[Start]

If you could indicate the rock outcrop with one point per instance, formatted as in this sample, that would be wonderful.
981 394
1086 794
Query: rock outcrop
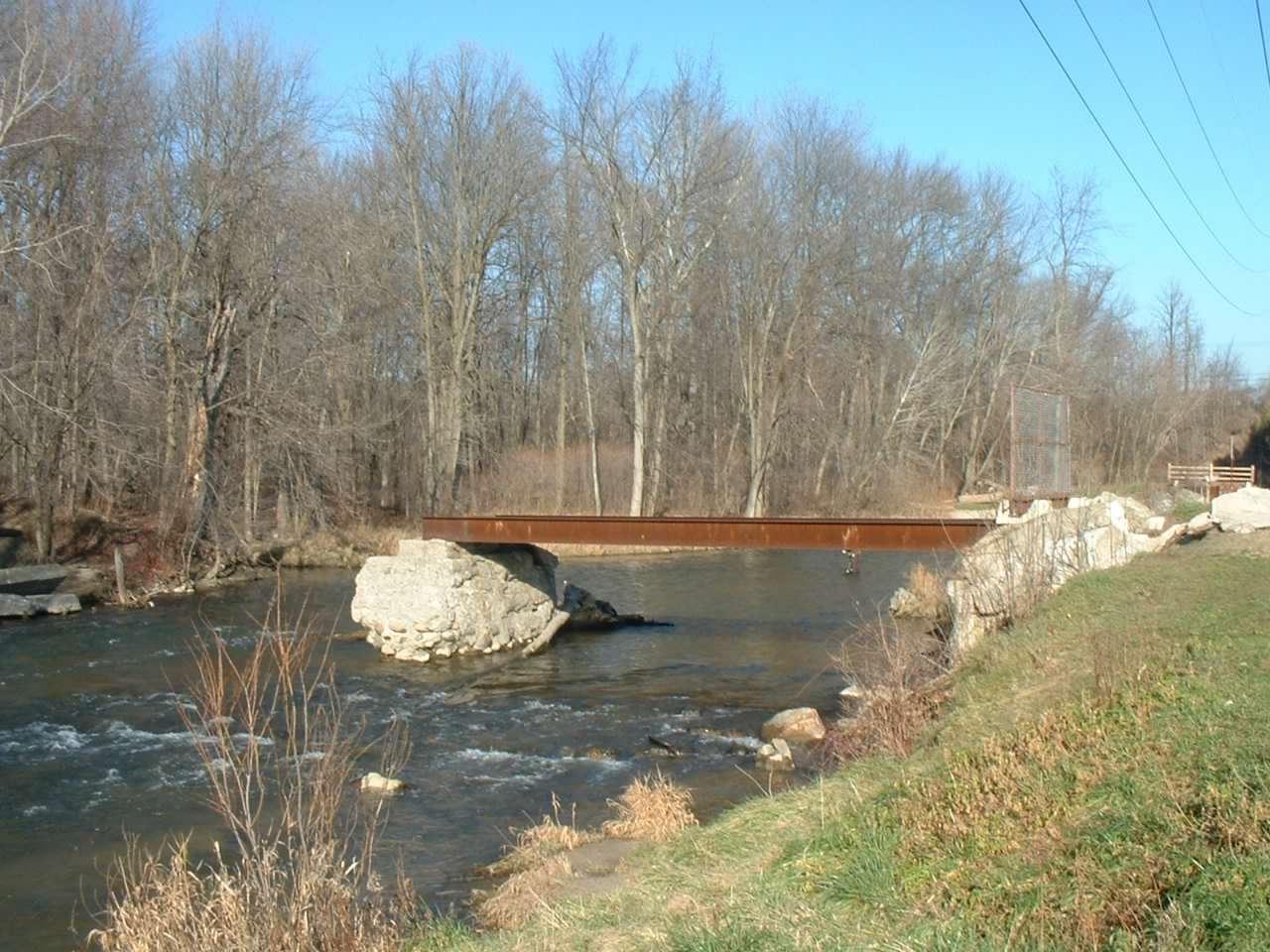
1245 511
798 725
436 599
775 757
376 782
28 606
1012 569
31 579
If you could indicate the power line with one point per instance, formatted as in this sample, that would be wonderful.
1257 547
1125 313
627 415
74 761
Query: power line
1129 171
1225 81
1160 151
1261 31
1201 122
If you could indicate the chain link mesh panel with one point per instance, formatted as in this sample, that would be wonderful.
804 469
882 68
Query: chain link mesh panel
1040 444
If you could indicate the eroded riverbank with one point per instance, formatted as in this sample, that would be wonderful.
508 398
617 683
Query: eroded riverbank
90 743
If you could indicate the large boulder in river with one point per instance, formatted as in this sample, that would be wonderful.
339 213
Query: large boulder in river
798 725
1245 511
436 599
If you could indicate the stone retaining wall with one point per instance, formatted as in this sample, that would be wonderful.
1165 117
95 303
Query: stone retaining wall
1007 572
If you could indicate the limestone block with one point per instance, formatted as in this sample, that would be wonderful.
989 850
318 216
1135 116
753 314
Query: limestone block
1245 511
798 725
1007 572
16 607
775 756
439 599
376 782
1199 525
58 603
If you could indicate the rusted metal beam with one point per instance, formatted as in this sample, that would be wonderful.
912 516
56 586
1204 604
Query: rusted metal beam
857 535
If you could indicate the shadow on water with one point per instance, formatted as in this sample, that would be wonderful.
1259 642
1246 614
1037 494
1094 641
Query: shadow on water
91 744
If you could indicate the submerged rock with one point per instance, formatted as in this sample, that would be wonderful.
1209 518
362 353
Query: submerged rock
775 756
376 782
16 607
798 725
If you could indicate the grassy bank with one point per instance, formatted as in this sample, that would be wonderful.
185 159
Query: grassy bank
1098 779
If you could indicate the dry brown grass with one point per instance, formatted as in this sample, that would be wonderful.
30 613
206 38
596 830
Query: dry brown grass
538 843
524 896
652 807
299 871
903 692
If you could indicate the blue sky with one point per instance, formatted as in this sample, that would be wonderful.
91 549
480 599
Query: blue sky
965 81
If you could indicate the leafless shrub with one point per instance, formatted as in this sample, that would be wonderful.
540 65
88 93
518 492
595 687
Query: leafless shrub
930 590
652 807
280 757
524 895
538 843
901 692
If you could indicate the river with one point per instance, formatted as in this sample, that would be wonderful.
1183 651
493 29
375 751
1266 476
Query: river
91 747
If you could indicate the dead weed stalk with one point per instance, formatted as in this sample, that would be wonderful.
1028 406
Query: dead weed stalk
280 756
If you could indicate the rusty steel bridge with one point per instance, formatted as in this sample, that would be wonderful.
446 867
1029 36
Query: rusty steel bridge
712 532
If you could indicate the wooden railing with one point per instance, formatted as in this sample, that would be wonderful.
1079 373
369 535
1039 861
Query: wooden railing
1210 474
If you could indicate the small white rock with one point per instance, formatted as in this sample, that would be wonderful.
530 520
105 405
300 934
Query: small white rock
376 782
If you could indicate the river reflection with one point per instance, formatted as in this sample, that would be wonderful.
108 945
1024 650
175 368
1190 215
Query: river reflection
91 746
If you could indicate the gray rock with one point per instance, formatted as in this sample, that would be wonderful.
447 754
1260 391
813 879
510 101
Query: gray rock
798 725
31 579
16 607
1199 525
1245 511
1011 570
58 603
775 756
440 599
905 604
379 783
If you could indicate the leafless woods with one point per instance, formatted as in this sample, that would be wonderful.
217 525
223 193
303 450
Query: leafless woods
611 296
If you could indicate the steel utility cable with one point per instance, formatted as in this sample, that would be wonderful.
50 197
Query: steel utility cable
1160 150
1201 122
1130 173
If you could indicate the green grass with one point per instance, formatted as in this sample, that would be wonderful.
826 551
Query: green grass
1100 779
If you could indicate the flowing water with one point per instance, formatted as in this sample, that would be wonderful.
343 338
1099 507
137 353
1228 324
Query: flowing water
93 749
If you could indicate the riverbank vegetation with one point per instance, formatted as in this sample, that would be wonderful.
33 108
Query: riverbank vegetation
232 312
1096 779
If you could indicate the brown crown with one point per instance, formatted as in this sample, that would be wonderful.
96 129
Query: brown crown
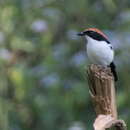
97 30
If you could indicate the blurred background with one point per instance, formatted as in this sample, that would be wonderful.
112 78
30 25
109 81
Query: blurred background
43 82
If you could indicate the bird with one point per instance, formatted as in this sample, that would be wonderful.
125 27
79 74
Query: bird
99 49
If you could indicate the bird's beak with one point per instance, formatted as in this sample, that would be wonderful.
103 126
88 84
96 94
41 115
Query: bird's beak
81 34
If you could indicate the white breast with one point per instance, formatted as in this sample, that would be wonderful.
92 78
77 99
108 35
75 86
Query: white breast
99 52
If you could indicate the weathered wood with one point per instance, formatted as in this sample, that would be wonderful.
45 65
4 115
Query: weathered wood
102 91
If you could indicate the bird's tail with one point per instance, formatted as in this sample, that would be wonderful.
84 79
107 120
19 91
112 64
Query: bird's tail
113 70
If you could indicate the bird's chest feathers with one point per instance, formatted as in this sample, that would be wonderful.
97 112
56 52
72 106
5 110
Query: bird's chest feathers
96 48
99 52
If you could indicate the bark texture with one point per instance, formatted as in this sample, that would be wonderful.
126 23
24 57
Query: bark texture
102 91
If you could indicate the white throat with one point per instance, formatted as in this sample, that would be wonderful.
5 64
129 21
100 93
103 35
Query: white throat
99 52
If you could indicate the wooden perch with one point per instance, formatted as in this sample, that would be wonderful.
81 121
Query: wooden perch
102 91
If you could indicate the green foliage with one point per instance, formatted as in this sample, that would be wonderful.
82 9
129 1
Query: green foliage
42 60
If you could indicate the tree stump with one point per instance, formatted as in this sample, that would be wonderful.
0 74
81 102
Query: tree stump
102 91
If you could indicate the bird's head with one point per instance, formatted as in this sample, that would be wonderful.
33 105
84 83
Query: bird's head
94 33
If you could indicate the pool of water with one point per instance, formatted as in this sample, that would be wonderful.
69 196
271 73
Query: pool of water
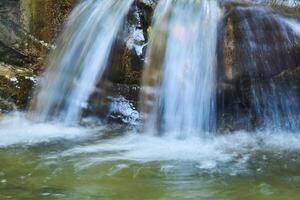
49 161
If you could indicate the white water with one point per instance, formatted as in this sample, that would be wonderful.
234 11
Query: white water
79 59
16 129
185 95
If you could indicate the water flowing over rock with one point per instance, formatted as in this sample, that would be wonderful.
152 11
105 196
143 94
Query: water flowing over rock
259 45
79 59
184 89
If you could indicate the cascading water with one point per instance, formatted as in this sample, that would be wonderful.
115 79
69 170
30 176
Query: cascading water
79 59
184 97
259 58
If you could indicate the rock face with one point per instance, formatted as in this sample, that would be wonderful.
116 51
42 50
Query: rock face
15 87
258 45
122 79
27 29
126 63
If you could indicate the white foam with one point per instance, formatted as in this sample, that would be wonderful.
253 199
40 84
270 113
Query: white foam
17 129
207 153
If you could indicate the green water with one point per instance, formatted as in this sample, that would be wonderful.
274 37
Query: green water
98 167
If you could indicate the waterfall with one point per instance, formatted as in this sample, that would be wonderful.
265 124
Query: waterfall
179 79
79 59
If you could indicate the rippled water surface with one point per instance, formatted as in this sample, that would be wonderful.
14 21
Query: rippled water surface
44 161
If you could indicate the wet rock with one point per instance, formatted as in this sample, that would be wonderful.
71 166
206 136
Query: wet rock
126 63
16 86
44 18
114 102
258 45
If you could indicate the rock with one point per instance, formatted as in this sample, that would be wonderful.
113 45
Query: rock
258 45
114 102
44 18
126 63
16 86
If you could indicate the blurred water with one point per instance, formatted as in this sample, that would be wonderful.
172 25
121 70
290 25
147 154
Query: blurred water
184 92
79 59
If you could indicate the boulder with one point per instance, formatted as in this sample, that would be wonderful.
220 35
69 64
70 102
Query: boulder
127 60
257 44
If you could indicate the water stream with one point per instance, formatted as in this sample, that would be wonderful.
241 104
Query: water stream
79 59
47 158
185 91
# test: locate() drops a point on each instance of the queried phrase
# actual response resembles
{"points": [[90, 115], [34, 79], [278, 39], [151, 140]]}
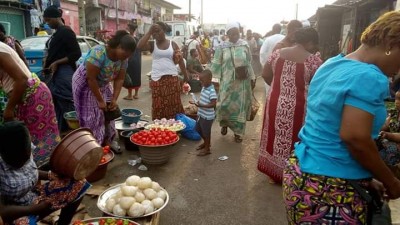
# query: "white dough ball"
{"points": [[148, 209], [150, 193], [147, 202], [126, 202], [157, 202], [155, 186], [118, 211], [132, 180], [129, 190], [136, 210], [145, 182], [140, 197], [110, 203], [161, 194]]}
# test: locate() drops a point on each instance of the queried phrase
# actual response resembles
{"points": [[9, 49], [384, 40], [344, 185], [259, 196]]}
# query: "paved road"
{"points": [[204, 190]]}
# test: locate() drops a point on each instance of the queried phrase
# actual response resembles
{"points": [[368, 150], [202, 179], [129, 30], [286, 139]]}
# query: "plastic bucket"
{"points": [[125, 136], [77, 155]]}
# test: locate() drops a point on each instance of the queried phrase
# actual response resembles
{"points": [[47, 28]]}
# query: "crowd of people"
{"points": [[321, 122]]}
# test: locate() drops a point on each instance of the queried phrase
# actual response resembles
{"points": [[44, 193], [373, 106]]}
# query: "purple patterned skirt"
{"points": [[87, 109], [314, 199]]}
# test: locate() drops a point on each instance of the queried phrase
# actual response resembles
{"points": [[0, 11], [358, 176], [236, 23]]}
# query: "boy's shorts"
{"points": [[203, 126]]}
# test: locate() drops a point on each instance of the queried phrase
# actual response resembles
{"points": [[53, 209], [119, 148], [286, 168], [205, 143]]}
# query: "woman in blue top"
{"points": [[345, 111], [98, 81]]}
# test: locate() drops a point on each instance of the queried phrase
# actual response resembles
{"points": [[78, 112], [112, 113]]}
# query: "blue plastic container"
{"points": [[126, 118]]}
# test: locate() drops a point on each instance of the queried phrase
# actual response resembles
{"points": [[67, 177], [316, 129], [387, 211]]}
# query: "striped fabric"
{"points": [[207, 94]]}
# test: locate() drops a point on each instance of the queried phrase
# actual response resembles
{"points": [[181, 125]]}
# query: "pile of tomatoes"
{"points": [[154, 137], [106, 150]]}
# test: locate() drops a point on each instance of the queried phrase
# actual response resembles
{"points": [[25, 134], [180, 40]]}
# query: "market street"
{"points": [[205, 190]]}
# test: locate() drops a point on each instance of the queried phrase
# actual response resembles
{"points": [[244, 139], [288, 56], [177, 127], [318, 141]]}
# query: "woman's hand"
{"points": [[42, 208], [8, 115], [377, 186], [393, 190], [112, 106], [102, 105]]}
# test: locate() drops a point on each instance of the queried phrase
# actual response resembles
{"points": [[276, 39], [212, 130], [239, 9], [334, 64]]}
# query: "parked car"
{"points": [[34, 48]]}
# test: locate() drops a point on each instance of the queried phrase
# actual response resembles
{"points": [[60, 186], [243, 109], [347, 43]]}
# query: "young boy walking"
{"points": [[206, 111]]}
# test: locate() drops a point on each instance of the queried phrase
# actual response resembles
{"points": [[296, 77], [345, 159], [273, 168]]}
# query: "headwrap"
{"points": [[232, 25], [52, 12]]}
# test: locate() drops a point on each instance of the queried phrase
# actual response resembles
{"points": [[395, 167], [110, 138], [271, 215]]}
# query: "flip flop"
{"points": [[200, 147], [224, 130], [114, 146], [203, 153], [238, 138], [127, 98]]}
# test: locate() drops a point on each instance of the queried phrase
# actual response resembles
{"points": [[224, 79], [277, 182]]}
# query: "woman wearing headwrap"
{"points": [[62, 53], [232, 65], [289, 72], [165, 85], [98, 81], [29, 100], [24, 199]]}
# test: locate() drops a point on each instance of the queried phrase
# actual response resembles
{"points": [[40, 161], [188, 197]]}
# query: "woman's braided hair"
{"points": [[384, 31]]}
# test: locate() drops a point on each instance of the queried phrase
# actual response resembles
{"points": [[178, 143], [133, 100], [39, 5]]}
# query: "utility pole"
{"points": [[82, 18], [116, 14], [201, 14], [190, 10]]}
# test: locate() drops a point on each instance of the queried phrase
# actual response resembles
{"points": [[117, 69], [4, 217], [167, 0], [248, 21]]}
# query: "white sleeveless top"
{"points": [[7, 82], [163, 63]]}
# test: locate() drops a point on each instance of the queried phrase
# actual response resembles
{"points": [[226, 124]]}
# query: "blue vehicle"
{"points": [[34, 48]]}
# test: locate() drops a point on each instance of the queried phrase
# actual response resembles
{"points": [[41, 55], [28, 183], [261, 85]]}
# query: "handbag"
{"points": [[241, 72], [3, 104], [378, 210], [255, 105]]}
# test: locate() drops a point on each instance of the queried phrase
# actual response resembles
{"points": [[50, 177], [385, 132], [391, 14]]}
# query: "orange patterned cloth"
{"points": [[166, 96]]}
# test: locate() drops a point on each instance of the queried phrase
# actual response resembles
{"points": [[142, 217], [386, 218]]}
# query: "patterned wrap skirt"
{"points": [[314, 199], [59, 192], [87, 109], [166, 97], [38, 114]]}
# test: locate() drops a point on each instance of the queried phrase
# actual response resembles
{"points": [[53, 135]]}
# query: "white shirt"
{"points": [[269, 45], [163, 63]]}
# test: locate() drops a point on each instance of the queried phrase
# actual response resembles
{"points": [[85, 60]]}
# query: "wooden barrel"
{"points": [[77, 155]]}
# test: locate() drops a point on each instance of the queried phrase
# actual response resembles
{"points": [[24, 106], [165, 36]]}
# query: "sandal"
{"points": [[238, 138], [200, 147], [204, 153], [224, 130], [114, 146], [127, 98]]}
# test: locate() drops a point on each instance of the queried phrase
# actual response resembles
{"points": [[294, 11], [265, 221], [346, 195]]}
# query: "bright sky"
{"points": [[258, 15]]}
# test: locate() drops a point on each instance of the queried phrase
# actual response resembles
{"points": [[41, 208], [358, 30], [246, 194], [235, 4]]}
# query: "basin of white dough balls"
{"points": [[136, 197]]}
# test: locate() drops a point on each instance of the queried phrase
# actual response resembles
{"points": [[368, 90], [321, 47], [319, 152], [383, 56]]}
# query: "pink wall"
{"points": [[70, 15]]}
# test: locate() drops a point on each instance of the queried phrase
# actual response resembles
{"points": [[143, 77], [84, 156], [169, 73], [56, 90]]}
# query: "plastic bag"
{"points": [[190, 131]]}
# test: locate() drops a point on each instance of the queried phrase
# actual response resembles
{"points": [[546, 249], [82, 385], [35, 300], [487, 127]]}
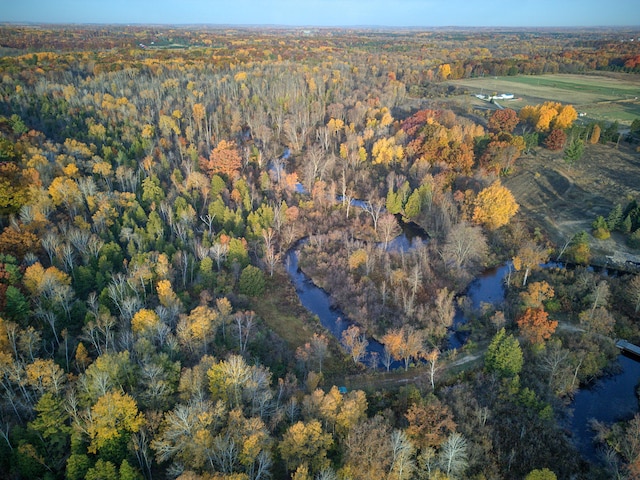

[End]

## Aim
Pick out every line of the data that contains the word "brown", matching its case exactly, and copy each of those lines out in full.

## Written response
If you could indicate the dry brown grass with one point per instance, formatted as in this sample, that would be wonderful.
Query: dry brown grass
If you could indicate the brown crown with one point per instance, formatted as in this sample, that would be wonderful.
Query: brown crown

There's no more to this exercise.